*YOUR OBJECTIVE*. Reproduce every line of the data below exactly as given, leaving out the pictures.

Point labeling data
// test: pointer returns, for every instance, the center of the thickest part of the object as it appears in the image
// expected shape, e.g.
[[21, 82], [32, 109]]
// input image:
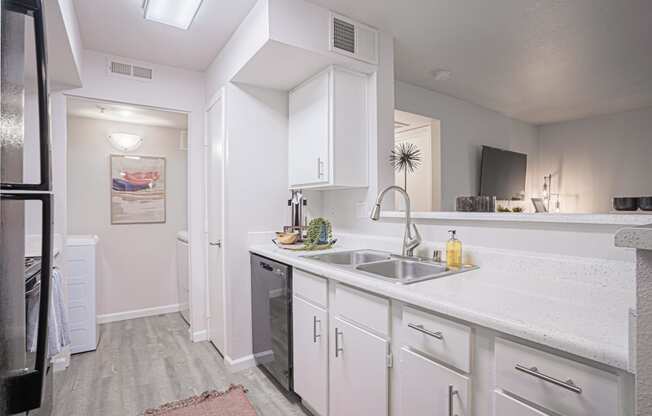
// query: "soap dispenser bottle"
[[453, 251]]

*SOLUTION TO THIS EXERCISE*.
// test: pointer returns, for every instance, the center of the thickest part of the object as it appears in the image
// expected shape, e.g.
[[21, 82], [32, 109]]
// input image:
// query: "soap dispenser bottle"
[[453, 251]]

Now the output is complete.